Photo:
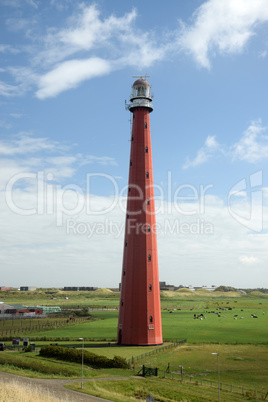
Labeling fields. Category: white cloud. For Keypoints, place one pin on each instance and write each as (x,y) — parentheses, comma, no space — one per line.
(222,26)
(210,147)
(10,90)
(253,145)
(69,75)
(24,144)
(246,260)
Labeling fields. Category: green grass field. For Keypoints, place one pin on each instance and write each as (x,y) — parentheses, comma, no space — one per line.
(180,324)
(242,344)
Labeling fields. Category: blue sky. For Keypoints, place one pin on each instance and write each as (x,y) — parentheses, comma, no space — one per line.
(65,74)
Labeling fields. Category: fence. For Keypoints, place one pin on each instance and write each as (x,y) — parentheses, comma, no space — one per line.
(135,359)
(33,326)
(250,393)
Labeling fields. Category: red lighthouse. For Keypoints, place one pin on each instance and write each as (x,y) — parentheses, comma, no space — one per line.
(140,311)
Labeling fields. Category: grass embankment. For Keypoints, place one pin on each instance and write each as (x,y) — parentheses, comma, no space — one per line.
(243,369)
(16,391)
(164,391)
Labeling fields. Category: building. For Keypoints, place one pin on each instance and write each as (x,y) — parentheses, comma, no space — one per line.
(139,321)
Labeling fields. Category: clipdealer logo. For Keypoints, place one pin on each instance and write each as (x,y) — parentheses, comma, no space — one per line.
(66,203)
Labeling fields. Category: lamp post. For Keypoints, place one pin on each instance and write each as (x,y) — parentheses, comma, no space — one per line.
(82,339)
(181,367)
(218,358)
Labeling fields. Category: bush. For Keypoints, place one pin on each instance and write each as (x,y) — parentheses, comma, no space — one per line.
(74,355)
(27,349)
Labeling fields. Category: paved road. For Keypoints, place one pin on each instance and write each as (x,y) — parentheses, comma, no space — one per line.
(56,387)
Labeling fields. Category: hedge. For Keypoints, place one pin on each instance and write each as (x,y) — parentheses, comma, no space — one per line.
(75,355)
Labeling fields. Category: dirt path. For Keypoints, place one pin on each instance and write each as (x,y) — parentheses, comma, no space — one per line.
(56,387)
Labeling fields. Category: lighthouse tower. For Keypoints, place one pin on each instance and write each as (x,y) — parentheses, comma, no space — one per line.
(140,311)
* * * * *
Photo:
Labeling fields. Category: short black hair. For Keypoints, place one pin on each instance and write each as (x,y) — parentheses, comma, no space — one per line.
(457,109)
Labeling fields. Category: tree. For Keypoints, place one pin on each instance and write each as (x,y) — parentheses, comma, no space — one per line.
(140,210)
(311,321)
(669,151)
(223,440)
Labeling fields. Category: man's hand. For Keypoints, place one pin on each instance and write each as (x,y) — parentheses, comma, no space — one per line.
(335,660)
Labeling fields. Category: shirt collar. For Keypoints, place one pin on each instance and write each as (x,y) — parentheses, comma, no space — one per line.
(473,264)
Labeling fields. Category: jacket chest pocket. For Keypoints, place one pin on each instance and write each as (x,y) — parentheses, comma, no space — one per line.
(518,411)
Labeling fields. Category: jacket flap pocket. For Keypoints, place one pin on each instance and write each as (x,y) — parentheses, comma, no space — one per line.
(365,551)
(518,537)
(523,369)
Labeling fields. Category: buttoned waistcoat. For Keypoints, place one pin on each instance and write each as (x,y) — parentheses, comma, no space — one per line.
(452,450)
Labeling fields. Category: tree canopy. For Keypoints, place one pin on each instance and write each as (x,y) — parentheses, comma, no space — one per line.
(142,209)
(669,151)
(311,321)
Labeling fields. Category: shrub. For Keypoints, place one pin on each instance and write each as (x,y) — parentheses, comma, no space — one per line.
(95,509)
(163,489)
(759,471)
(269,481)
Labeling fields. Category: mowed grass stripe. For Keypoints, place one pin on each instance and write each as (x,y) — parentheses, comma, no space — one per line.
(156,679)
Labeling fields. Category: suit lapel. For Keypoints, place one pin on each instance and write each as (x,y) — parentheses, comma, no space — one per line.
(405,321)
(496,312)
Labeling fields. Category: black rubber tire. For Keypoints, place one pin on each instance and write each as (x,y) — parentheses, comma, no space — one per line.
* * * * *
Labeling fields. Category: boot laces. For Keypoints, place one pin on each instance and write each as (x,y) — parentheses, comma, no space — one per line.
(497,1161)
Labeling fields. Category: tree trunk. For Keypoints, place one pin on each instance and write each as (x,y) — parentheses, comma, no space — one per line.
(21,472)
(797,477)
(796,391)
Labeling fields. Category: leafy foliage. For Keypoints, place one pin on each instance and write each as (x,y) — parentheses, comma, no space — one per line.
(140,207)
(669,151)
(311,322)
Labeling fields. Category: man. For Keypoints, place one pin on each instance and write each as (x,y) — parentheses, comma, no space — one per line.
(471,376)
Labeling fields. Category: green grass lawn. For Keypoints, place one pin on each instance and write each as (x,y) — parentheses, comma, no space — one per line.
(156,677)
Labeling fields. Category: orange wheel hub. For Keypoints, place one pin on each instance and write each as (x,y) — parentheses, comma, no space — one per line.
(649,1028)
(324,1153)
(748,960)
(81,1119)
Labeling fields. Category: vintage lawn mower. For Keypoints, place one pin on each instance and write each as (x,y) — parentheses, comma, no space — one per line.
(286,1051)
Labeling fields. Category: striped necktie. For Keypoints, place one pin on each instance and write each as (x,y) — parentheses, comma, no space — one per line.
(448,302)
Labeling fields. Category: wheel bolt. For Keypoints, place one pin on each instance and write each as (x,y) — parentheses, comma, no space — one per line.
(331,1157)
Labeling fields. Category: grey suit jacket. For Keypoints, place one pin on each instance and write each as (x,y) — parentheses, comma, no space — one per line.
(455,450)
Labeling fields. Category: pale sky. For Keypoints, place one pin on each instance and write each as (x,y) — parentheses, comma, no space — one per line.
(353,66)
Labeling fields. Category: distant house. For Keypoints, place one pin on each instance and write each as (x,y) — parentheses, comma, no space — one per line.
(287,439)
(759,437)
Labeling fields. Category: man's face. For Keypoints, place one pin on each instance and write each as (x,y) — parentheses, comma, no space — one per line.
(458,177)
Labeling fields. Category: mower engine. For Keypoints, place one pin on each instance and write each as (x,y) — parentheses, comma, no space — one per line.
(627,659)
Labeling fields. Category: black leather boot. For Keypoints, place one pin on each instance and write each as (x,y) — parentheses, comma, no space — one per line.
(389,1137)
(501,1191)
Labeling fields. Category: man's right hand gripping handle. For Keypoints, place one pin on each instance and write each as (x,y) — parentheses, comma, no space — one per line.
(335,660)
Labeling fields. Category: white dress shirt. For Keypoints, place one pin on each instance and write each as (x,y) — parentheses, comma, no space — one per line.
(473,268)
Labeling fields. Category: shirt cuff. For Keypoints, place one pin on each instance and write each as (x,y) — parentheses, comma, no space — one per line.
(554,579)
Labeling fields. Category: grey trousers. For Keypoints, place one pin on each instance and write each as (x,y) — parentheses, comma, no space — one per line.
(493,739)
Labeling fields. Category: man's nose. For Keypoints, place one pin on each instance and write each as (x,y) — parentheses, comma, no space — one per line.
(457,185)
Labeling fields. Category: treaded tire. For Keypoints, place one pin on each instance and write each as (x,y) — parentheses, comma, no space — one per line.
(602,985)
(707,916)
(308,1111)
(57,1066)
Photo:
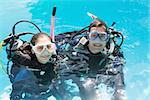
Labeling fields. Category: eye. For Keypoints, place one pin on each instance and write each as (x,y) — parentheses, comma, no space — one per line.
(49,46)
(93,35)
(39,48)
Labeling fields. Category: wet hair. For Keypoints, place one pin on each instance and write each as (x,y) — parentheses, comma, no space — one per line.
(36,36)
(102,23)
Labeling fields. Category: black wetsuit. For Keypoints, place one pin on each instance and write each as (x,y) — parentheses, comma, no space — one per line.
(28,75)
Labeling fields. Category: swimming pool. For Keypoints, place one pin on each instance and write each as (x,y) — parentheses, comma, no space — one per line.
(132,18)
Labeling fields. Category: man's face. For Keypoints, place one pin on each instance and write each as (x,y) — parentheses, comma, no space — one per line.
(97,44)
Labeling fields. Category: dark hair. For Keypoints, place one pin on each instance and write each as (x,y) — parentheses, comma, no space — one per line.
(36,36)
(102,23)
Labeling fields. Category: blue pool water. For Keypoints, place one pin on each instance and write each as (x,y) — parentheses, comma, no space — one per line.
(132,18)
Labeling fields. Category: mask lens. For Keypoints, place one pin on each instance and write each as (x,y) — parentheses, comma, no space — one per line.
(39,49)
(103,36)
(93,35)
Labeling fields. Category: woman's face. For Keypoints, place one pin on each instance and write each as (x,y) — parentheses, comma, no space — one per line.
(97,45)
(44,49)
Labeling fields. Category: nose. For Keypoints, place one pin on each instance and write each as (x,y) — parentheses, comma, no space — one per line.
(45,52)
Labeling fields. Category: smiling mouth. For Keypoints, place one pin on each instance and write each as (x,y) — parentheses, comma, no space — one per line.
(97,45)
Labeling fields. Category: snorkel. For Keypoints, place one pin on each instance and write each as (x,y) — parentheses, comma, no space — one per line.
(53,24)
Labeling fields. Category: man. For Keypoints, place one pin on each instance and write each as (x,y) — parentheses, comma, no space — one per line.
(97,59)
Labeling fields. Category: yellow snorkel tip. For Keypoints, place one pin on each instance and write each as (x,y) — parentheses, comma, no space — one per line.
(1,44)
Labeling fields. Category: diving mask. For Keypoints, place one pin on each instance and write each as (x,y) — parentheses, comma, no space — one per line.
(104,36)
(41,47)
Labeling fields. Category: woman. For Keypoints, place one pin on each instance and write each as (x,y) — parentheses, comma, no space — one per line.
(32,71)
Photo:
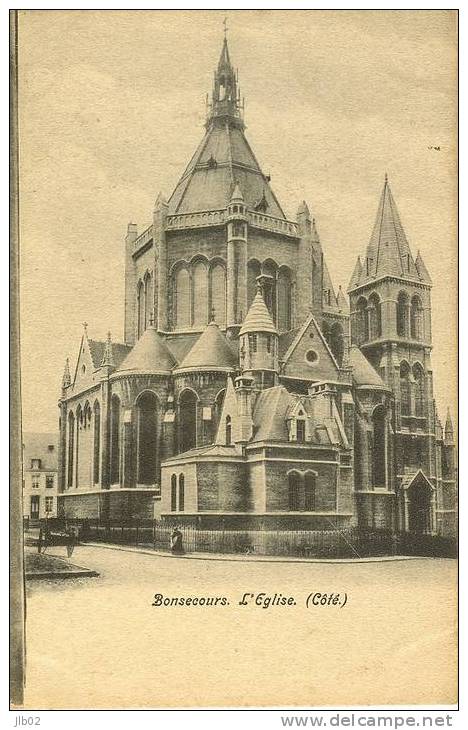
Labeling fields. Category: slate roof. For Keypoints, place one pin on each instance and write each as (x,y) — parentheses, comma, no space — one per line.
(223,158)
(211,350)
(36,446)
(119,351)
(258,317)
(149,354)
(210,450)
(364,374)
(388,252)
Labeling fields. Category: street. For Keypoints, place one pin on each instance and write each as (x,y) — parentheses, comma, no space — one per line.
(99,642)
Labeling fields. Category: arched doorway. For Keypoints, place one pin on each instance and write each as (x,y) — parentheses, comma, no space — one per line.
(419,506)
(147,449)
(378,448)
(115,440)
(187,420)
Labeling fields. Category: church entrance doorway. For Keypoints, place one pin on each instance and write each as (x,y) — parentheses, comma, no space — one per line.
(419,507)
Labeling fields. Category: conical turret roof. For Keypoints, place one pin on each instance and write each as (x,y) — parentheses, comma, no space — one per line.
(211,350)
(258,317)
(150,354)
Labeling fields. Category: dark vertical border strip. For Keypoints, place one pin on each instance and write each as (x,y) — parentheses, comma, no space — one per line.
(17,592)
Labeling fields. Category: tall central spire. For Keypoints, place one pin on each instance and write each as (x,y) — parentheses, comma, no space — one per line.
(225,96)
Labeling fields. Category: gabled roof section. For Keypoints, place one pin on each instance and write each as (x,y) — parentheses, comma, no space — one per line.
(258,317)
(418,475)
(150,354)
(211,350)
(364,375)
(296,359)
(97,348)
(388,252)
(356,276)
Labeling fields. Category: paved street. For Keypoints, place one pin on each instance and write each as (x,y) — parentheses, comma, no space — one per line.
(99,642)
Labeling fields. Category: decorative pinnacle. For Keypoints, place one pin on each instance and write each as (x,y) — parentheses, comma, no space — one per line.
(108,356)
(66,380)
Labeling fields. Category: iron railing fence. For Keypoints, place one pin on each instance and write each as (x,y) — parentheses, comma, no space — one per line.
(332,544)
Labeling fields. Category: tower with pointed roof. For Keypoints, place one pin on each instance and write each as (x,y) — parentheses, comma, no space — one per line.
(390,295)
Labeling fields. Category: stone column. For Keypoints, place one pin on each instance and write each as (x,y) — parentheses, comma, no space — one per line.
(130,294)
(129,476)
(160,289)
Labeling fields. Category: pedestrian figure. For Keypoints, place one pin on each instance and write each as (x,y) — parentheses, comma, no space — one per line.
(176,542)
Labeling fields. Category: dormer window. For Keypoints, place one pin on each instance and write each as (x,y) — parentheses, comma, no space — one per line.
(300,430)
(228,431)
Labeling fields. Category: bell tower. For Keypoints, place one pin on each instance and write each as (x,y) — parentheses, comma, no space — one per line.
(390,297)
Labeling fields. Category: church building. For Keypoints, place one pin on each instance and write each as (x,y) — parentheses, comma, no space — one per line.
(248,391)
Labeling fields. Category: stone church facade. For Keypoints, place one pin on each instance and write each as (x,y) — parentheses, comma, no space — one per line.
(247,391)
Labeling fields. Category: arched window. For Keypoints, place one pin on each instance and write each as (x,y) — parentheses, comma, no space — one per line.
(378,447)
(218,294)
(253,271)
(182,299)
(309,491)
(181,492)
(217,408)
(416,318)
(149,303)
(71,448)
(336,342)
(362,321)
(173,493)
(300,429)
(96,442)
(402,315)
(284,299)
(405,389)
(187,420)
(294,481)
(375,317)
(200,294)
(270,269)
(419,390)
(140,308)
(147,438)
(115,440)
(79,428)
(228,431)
* * * * *
Could you transcribe the entries above word for word, from the line with "Labeling fields. Category: shrub." down to the line with "Labeling fields. Category: black rubber", keeping both?

Labeling fields. Category: shrub. For Keypoints, place one pin on each instance and write each as (x,y) — parentheses, comma, no space — one per line.
(95,509)
(163,489)
(759,471)
(269,481)
Labeling fields. Category: mowed grass stripe. For Keypoints, place one pin on each instance and write each as (x,y) — parentheses, comma, no space — one per line.
(156,679)
Labeling fields. Category: suit lapel. For Keypoints, place one pin on each instance and write each as (x,y) — parentheses, comma, no space — one per line.
(405,321)
(496,312)
Labeling fields. Category: black rubber tire. For Keypoints, place one pin on each instance and write each as (x,y) — parentheses, comma, no space — one per line.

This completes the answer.